The listing that follows is to be repeated exactly.
━━ EXERCISE MATERIAL ━━
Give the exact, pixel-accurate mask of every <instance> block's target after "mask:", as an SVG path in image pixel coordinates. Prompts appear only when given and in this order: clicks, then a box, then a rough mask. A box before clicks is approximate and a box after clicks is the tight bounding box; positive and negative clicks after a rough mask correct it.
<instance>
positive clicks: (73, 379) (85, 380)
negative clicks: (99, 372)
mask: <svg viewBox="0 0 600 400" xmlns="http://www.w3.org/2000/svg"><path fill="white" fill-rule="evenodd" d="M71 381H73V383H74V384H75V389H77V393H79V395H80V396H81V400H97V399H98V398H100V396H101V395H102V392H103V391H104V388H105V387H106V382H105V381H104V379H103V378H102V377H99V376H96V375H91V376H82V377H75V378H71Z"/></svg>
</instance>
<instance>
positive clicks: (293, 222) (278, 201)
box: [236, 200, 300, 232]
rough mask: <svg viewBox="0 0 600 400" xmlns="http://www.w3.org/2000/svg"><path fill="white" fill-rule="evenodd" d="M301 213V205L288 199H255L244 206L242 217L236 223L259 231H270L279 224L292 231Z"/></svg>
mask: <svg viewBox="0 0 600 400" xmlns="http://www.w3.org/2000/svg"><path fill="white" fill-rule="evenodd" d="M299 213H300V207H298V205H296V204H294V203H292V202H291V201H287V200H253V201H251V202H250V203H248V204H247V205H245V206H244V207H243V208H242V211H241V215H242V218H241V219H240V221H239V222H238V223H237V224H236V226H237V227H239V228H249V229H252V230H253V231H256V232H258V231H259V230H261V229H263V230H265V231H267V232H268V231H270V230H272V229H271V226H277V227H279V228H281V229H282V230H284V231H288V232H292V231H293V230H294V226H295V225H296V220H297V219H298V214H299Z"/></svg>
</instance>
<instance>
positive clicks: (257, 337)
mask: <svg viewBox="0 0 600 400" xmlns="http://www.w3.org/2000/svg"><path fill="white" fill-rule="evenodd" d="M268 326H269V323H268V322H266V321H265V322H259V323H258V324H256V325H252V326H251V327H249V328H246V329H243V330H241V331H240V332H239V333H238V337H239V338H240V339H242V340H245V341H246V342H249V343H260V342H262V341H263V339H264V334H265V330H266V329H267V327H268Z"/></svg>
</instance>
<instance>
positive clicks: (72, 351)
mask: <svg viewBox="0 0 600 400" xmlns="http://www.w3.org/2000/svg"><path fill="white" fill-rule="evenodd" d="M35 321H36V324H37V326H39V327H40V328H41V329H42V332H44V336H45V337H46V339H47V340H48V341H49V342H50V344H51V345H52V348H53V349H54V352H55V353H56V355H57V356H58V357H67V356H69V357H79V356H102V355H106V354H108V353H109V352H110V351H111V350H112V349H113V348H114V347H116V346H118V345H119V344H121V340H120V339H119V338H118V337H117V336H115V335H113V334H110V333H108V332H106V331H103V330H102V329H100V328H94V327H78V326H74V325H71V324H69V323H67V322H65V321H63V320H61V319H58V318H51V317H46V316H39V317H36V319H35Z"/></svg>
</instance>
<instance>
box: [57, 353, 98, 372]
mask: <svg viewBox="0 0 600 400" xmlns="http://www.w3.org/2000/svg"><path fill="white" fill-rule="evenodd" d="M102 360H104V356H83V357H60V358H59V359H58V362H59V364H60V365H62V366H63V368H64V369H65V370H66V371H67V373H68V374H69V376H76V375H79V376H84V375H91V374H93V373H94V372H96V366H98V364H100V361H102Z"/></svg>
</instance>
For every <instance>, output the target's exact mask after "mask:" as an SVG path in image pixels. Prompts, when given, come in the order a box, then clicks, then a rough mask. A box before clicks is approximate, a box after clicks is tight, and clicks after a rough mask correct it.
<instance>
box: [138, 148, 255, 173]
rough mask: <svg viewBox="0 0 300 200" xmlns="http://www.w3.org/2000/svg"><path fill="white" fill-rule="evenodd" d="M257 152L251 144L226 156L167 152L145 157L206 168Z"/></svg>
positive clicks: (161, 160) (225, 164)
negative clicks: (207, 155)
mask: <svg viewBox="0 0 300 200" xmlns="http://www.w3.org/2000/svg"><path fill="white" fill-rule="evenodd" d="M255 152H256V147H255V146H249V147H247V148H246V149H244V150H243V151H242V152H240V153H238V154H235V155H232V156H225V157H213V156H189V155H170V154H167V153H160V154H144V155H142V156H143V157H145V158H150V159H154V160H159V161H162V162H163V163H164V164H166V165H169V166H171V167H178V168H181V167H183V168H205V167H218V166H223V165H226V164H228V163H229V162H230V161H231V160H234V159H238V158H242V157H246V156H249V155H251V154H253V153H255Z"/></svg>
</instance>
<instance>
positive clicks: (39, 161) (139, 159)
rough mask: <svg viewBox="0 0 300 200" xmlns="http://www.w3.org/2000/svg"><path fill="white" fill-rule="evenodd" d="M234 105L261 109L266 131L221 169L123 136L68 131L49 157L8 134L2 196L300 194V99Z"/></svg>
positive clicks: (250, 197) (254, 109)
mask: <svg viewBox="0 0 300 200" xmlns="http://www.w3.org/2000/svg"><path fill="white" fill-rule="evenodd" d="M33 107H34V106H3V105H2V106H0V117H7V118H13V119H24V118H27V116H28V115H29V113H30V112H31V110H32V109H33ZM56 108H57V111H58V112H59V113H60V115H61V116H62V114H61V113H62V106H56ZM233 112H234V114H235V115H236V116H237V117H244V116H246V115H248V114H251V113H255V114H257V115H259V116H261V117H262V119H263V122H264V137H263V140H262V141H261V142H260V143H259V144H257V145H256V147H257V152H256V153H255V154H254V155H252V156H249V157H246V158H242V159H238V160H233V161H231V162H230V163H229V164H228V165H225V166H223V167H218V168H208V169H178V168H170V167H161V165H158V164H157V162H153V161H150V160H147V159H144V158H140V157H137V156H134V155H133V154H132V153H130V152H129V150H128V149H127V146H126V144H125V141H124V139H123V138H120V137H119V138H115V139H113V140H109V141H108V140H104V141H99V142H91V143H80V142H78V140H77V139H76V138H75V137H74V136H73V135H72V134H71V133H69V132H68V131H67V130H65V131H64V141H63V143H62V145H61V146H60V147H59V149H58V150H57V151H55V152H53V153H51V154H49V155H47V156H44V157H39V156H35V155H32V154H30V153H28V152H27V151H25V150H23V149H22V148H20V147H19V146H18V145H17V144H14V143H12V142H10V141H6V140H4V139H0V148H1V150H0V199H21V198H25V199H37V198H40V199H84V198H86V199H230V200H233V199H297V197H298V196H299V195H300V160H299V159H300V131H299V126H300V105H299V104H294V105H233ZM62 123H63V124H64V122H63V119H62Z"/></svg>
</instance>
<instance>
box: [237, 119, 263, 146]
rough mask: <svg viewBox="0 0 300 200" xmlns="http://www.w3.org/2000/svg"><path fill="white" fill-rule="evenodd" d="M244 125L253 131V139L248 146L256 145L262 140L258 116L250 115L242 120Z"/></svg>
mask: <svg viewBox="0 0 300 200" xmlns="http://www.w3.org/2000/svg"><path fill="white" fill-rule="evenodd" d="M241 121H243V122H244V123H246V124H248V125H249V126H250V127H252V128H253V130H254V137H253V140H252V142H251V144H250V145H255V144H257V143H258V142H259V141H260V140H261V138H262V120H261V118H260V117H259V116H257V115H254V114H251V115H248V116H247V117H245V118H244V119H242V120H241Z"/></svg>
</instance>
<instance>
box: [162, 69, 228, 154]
━━━
■ **REPLY TO THE TASK**
Give the exact, pixel-accurate mask of every <instance> block's target after "mask:", as an SVG path in image pixel coordinates. Prompts appear only when given and in this order: clicks, then a box, then a rough mask. A box before clicks is approximate and a box after clicks is the tight bounding box; positive and negative clicks after a rough mask correct it.
<instance>
positive clicks: (73, 379) (85, 380)
negative clicks: (99, 372)
mask: <svg viewBox="0 0 600 400" xmlns="http://www.w3.org/2000/svg"><path fill="white" fill-rule="evenodd" d="M71 381H73V383H74V384H75V389H77V393H79V395H80V396H81V400H97V399H98V398H100V396H101V395H102V392H103V391H104V388H105V387H106V382H105V381H104V379H103V378H102V377H99V376H96V375H91V376H82V377H75V378H71Z"/></svg>
</instance>
<instance>
positive clicks: (293, 222) (278, 201)
box: [236, 200, 300, 232]
rough mask: <svg viewBox="0 0 600 400" xmlns="http://www.w3.org/2000/svg"><path fill="white" fill-rule="evenodd" d="M301 213V205L288 199H255L244 206L242 217L236 223L259 231H270L279 224L292 231Z"/></svg>
mask: <svg viewBox="0 0 600 400" xmlns="http://www.w3.org/2000/svg"><path fill="white" fill-rule="evenodd" d="M299 213H300V207H298V205H296V204H294V203H292V202H291V201H287V200H253V201H251V202H250V203H248V204H247V205H245V206H244V207H243V208H242V211H241V215H242V218H241V219H240V221H239V222H238V223H237V224H236V226H237V227H239V228H249V229H252V230H253V231H256V232H258V231H259V230H261V229H263V230H265V231H267V232H268V231H270V230H272V229H271V226H277V227H279V228H281V229H282V230H284V231H288V232H292V231H293V230H294V226H295V225H296V220H297V219H298V214H299Z"/></svg>
</instance>
<instance>
positive clicks: (257, 337)
mask: <svg viewBox="0 0 600 400" xmlns="http://www.w3.org/2000/svg"><path fill="white" fill-rule="evenodd" d="M268 326H269V323H268V322H266V321H265V322H259V323H258V324H256V325H252V326H251V327H249V328H246V329H243V330H241V331H240V332H239V333H238V337H239V338H240V339H242V340H245V341H246V342H249V343H260V342H262V341H263V339H264V334H265V330H266V329H267V327H268Z"/></svg>
</instance>
<instance>
positive clicks: (72, 351)
mask: <svg viewBox="0 0 600 400" xmlns="http://www.w3.org/2000/svg"><path fill="white" fill-rule="evenodd" d="M35 321H36V324H37V326H39V327H40V328H41V329H42V332H44V336H45V337H46V339H47V340H48V341H49V342H50V344H51V345H52V348H53V349H54V352H55V353H56V355H57V356H58V357H67V356H69V357H79V356H102V355H106V354H108V353H109V352H110V351H111V350H112V349H113V348H114V347H116V346H118V345H119V344H121V340H120V339H119V338H118V337H117V336H115V335H113V334H110V333H108V332H106V331H103V330H102V329H100V328H94V327H78V326H74V325H71V324H69V323H67V322H65V321H63V320H61V319H58V318H51V317H46V316H39V317H36V319H35Z"/></svg>
</instance>
<instance>
box: [57, 353, 98, 372]
mask: <svg viewBox="0 0 600 400" xmlns="http://www.w3.org/2000/svg"><path fill="white" fill-rule="evenodd" d="M102 360H104V356H83V357H60V358H59V359H58V362H59V364H60V365H62V366H63V368H64V369H65V370H66V371H67V373H68V374H69V376H76V375H79V376H84V375H91V374H93V373H94V372H96V366H98V364H100V361H102Z"/></svg>
</instance>
For every <instance>, output the target's exact mask after "mask:" as an SVG path in image pixels. Prompts, when given, come in the order a box, then clicks, then a rough mask. A box before clicks is approximate, a box after clicks is tight, and clicks after a rough mask correct it.
<instance>
box: [138, 148, 255, 173]
rough mask: <svg viewBox="0 0 300 200" xmlns="http://www.w3.org/2000/svg"><path fill="white" fill-rule="evenodd" d="M257 152L251 144L226 156L167 152L145 157L206 168Z"/></svg>
positive clicks: (161, 160) (225, 164)
negative clicks: (207, 155)
mask: <svg viewBox="0 0 300 200" xmlns="http://www.w3.org/2000/svg"><path fill="white" fill-rule="evenodd" d="M255 152H256V147H255V146H249V147H247V148H246V149H244V150H243V151H242V152H240V153H238V154H235V155H232V156H225V157H213V156H189V155H170V154H167V153H160V154H144V155H142V156H143V157H145V158H150V159H154V160H159V161H162V162H163V163H164V164H166V165H169V166H171V167H178V168H181V167H183V168H205V167H218V166H223V165H226V164H228V163H229V162H230V161H231V160H234V159H238V158H242V157H246V156H249V155H251V154H253V153H255Z"/></svg>
</instance>
<instance>
positive clicks: (39, 161) (139, 159)
rough mask: <svg viewBox="0 0 300 200" xmlns="http://www.w3.org/2000/svg"><path fill="white" fill-rule="evenodd" d="M234 105L261 109L266 131L221 169L123 136L68 131L49 157L8 134L2 196L300 194V99Z"/></svg>
positive clicks: (250, 197) (254, 109)
mask: <svg viewBox="0 0 300 200" xmlns="http://www.w3.org/2000/svg"><path fill="white" fill-rule="evenodd" d="M33 107H34V106H3V105H2V106H0V117H7V118H13V119H24V118H27V116H28V115H29V113H30V112H31V110H32V109H33ZM56 108H57V111H58V112H59V113H60V115H61V116H62V114H61V113H62V106H56ZM233 112H234V114H235V115H236V116H237V117H244V116H246V115H248V114H251V113H255V114H257V115H259V116H261V117H262V119H263V122H264V137H263V140H262V141H261V142H260V143H259V144H257V145H256V147H257V152H256V153H255V154H254V155H252V156H249V157H246V158H242V159H238V160H233V161H231V162H230V163H229V164H228V165H225V166H223V167H218V168H208V169H178V168H170V167H161V165H158V164H157V162H153V161H150V160H147V159H144V158H140V157H137V156H134V155H133V154H132V153H130V152H129V150H128V149H127V146H126V144H125V141H124V139H123V138H120V137H119V138H115V139H113V140H109V141H108V140H104V141H99V142H91V143H80V142H78V140H77V139H76V138H75V137H74V136H73V135H72V134H71V133H69V132H68V131H67V130H65V131H64V141H63V143H62V145H61V146H60V147H59V149H58V150H57V151H55V152H53V153H51V154H49V155H47V156H44V157H39V156H35V155H32V154H30V153H28V152H27V151H25V150H23V149H22V148H20V147H19V146H18V145H17V144H14V143H12V142H10V141H6V140H4V139H0V148H1V150H0V199H21V198H25V199H37V198H40V199H84V198H86V199H230V200H233V199H297V197H298V196H299V195H300V160H299V159H300V131H299V126H300V105H299V104H294V105H233ZM62 123H63V124H64V122H63V119H62Z"/></svg>
</instance>
<instance>
box: [237, 119, 263, 146]
rough mask: <svg viewBox="0 0 300 200" xmlns="http://www.w3.org/2000/svg"><path fill="white" fill-rule="evenodd" d="M244 125L253 131V139L248 146L256 145L262 140L258 116L250 115L242 120Z"/></svg>
mask: <svg viewBox="0 0 300 200" xmlns="http://www.w3.org/2000/svg"><path fill="white" fill-rule="evenodd" d="M241 121H243V122H244V123H246V124H248V125H249V126H250V127H252V128H253V130H254V137H253V140H252V142H251V144H250V145H255V144H257V143H258V142H259V141H260V140H261V138H262V120H261V118H260V117H259V116H257V115H254V114H251V115H248V116H247V117H245V118H244V119H242V120H241Z"/></svg>
</instance>
<instance>
box: [162, 69, 228, 154]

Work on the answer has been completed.